Reproduce the full listing below verbatim, keeping every line in its original order.

--- DATA LISTING ---

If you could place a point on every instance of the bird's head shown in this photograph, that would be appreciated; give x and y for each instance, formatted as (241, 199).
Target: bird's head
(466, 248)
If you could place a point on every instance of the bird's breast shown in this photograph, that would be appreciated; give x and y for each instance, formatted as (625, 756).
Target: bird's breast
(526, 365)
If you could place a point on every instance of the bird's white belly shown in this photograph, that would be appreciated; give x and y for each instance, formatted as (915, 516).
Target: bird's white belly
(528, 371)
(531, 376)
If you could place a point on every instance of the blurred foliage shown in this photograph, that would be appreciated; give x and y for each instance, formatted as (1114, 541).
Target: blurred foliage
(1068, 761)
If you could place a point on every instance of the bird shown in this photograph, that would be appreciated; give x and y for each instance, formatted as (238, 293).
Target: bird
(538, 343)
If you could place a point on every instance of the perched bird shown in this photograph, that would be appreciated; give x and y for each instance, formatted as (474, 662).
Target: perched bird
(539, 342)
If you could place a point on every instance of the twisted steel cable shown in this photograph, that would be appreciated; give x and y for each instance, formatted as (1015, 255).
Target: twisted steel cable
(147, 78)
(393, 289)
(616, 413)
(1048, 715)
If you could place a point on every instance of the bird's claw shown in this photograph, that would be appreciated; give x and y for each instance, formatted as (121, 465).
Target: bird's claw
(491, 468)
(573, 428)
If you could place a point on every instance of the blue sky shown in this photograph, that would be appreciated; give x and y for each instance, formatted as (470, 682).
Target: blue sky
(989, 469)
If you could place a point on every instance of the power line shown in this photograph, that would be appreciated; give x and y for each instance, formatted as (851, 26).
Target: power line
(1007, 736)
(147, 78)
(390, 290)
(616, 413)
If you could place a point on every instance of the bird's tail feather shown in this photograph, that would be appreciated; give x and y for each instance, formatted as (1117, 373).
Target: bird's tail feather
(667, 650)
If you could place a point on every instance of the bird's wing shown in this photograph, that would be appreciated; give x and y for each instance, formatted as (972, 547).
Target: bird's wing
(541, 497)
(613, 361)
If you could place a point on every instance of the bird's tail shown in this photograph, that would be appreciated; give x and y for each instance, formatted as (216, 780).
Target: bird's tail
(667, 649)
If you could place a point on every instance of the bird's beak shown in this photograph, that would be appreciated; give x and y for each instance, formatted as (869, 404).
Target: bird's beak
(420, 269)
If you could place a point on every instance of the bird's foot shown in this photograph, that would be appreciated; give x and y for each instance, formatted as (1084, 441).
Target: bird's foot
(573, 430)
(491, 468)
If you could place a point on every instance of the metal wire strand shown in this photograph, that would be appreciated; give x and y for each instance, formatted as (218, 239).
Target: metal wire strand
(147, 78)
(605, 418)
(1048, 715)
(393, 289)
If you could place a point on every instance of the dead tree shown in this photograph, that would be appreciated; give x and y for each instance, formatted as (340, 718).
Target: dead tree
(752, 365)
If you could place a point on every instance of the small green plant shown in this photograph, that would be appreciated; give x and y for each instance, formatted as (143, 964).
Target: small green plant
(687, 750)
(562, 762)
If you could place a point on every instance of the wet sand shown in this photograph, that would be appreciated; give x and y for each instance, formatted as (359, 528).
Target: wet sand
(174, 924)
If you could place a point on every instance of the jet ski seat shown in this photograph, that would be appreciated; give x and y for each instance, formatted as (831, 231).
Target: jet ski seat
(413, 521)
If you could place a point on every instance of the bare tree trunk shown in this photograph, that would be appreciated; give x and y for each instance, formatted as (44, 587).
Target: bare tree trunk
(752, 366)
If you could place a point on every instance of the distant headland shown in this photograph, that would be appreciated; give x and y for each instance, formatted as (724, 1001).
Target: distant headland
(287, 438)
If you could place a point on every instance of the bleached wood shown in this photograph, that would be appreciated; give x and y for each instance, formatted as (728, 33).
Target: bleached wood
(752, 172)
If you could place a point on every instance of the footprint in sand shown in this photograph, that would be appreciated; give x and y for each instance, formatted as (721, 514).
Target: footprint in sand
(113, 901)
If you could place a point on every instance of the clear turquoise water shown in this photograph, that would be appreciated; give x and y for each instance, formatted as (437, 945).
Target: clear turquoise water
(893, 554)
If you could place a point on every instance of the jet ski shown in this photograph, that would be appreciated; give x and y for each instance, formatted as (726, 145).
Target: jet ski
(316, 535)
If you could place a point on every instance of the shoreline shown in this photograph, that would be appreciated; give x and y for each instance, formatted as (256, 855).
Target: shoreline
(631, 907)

---

== RESULT FOR THIS TASK ==
If you could place a point on every instance of the bird's head shown in this photograph, that would be appreciated; give x and y for each instance, formatted as (241, 199).
Target: bird's head
(466, 248)
If you could place a point on every instance of the bird's breast shown in this photograph, that would be appreciated; give x and y for each instance, formatted as (625, 756).
Target: bird's breast
(526, 365)
If you could place a point on every instance of the bird's white belly shown in this photograph, that would be appreciated; give x and y for each instance, formatted as (915, 516).
Target: bird's white belly
(528, 371)
(531, 376)
If you could place a point on every instance of the blurred foliage shown in this photograph, that would be appreciated; give x and y for each instance, formatted as (1114, 541).
Target: blurred foliage
(1068, 761)
If you could place a point on every instance of the bird shown in this photograph, that would be appreciated; give x and y for each instance, formatted as (238, 293).
Target: bird
(538, 343)
If you could place a point on every instance of the perched bird shown in this photograph, that would be appreciated; give x and y for each instance, formatted as (474, 662).
Target: perched bird
(539, 342)
If you could place a point on every instance of the twisted steel cable shown in this photograph, that would be appreciated; give x and y for each instance, formatted as (1015, 255).
Target: twisted steel cable
(147, 78)
(393, 289)
(616, 413)
(1048, 715)
If you could place a point on every instance of the bird's claw shown in this photograph, that would be appreciated; give x and y for each instance, formatted as (121, 465).
Target: bird's claw
(491, 468)
(573, 428)
If you could place a point on every instance of the blue sky shown in this photograph, that would be appreciated; give x and y for each instance, formatted as (470, 682).
Target: blue sky
(989, 469)
If you could place a point on every instance of the power line shown in this photograph, that would be appreciated; give x and y for each instance, formatted as (851, 26).
Target: power line
(1007, 736)
(147, 78)
(390, 290)
(616, 413)
If you could place a point on every instance of the bird's tail feather shown in this photograph, that would be appreciated; give x and y for each instance, formatted as (1117, 373).
Target: bird's tail feather
(667, 650)
If you could place a point on every instance of the bird's wing shown in this photograph, that would be appreciated; give x and y for each instance, formatted as (972, 547).
Target: bird's wing
(541, 497)
(613, 361)
If you could place a point on every instance of the bird's tail shown in this photograph, that would be appreciated; give x and y for each instance, formatted as (216, 780).
Target: bird's tail
(667, 649)
If you could place a point on every instance of the bird's beak shown in this photograph, that would be appreciated; give x and y for each instance, formatted as (869, 404).
Target: bird's beak
(420, 269)
If you could place a point on every instance of the bird's foot shown in this photograph, that would be appreciated; give x and y for each instance, formatted as (1084, 441).
Target: bird's foot
(573, 430)
(491, 468)
If you could place a point on every instance of the metal wire strand shown in this photograph, that would be appreciated; give x and y for each instance, formatted as (218, 239).
Target: metal wire strand
(147, 78)
(605, 418)
(1048, 715)
(393, 289)
If you could place a point on every instance of the dead tree shown in this photograph, that would be appreciated; give x and y for each instance, formatted as (340, 718).
Target: dead tree
(752, 365)
If you could place a point on every instance of the small green plant shown in this photograph, that would be appreciated; give x and y for each instance, formatted as (143, 964).
Target: small green plant
(687, 750)
(562, 762)
If you could place a point on every instance of the wet sand shown in this photograph, that would be appreciated; give x and y for each instance, formatted as (359, 528).
Target: wet sand
(174, 924)
If you could place a point on every instance of the jet ski seat shown in this photograph, that would be appreciated; give x and y for each instance, formatted as (831, 231).
Target: jet ski seat
(413, 521)
If you could place a point on every instance of the bare tree trunk shown in this photograph, that would be appreciated; give x and y for each instance, formatted as (44, 587).
Target: bare tree trunk
(752, 366)
If you could place a point on every instance of the distant headland shown in this photograph, that would be appreciated; give x and y for each instance, formatted as (724, 1001).
Target: distant headland
(287, 438)
If you could place a point on every instance of the bleached wood shown in this photograph, that would be appreciated; give x and y for each instance, formatted as (728, 33).
Target: bleached wood
(752, 172)
If you could place a point on every instance of the footprint in sand shown in this photograph, that would be appreciated; give x and y for each instance, formatted as (721, 514).
Target: footprint in sand
(113, 901)
If you could place a point on every instance of the clear turquoise water shown in this photograph, that would be appreciated; give x and y for each instance, formatted as (437, 945).
Target: clear turquoise water
(893, 554)
If you could place a point on every instance of the jet ski shown in this photograph, that would be appreciated; give x and y for each instance, formatted as (726, 145).
Target: jet ski
(316, 535)
If you could place a point on every instance of the shoreline shown in this photograph, that would be appreciated; give x and y for each instance, formatted as (256, 855).
Target: shoreline
(631, 907)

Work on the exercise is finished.